=== Begin Enclosure ===
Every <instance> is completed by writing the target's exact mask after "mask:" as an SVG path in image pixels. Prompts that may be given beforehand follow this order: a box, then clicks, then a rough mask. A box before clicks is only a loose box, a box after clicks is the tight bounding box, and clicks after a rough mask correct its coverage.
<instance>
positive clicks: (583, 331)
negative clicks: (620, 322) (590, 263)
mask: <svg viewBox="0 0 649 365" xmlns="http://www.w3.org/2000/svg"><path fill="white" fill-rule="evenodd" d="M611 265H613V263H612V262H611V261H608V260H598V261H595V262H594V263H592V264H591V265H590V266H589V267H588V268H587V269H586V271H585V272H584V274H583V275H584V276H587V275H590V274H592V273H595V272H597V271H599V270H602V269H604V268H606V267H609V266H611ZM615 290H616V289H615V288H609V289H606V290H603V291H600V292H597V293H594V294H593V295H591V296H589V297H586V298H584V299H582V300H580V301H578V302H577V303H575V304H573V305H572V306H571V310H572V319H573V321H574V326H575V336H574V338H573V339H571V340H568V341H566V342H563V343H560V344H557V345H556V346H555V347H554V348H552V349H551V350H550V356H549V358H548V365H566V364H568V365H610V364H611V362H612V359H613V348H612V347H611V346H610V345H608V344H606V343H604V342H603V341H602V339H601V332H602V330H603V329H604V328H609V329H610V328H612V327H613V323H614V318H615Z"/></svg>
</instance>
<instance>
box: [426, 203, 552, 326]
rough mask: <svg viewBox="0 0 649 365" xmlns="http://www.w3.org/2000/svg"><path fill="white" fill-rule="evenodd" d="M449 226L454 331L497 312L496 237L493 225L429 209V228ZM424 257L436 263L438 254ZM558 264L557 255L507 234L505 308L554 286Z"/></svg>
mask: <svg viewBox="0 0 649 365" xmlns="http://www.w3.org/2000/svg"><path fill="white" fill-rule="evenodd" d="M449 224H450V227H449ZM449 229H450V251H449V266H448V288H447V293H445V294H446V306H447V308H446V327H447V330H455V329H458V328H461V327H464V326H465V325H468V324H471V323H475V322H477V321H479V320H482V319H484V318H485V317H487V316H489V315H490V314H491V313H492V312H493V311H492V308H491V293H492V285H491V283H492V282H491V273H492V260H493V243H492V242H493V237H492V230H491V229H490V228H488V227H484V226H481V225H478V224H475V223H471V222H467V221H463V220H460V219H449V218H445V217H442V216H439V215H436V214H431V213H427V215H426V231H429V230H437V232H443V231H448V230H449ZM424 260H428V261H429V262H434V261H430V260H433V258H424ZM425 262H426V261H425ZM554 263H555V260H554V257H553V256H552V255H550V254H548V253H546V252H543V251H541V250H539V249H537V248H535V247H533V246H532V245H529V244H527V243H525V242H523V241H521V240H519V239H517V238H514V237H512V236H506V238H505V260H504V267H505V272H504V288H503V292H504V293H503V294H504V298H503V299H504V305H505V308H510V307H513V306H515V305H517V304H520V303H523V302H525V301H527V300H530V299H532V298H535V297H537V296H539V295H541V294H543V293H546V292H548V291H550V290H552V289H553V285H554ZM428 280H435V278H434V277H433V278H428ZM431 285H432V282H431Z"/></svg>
=== End Enclosure ===
▸ **PROBLEM DETAILS**:
From the line with "rough mask: <svg" to the end of the listing above, set down every line exactly as it appears, both ends included.

▸ **WRITTEN SOLUTION**:
rough mask: <svg viewBox="0 0 649 365" xmlns="http://www.w3.org/2000/svg"><path fill="white" fill-rule="evenodd" d="M449 226L454 331L497 312L496 237L493 225L429 209V228ZM424 257L436 263L438 254ZM558 264L557 255L507 234L505 308L554 286Z"/></svg>
mask: <svg viewBox="0 0 649 365" xmlns="http://www.w3.org/2000/svg"><path fill="white" fill-rule="evenodd" d="M449 224H450V227H449ZM449 229H450V251H449V266H448V288H447V293H445V294H446V306H447V308H446V327H447V330H455V329H458V328H461V327H464V326H465V325H468V324H471V323H475V322H477V321H479V320H482V319H484V318H485V317H487V316H489V315H490V314H491V313H492V312H493V311H492V308H491V293H492V285H491V283H492V282H491V273H492V260H493V243H492V242H493V237H492V230H491V229H490V228H488V227H484V226H481V225H478V224H475V223H471V222H467V221H463V220H460V219H449V218H445V217H442V216H439V215H436V214H431V213H427V215H426V231H429V230H437V232H443V231H448V230H449ZM424 260H428V261H429V262H434V261H430V260H433V258H424ZM425 262H426V261H425ZM554 263H555V260H554V257H553V256H552V255H550V254H548V253H546V252H543V251H541V250H539V249H537V248H535V247H533V246H532V245H529V244H527V243H525V242H523V241H521V240H519V239H517V238H514V237H512V236H506V238H505V260H504V267H505V272H504V288H503V292H504V293H503V294H504V298H503V299H504V305H505V308H510V307H513V306H515V305H517V304H520V303H523V302H525V301H527V300H530V299H532V298H535V297H537V296H539V295H541V294H543V293H546V292H548V291H550V290H552V289H553V285H554ZM428 280H435V278H434V277H433V278H428ZM431 285H432V282H431Z"/></svg>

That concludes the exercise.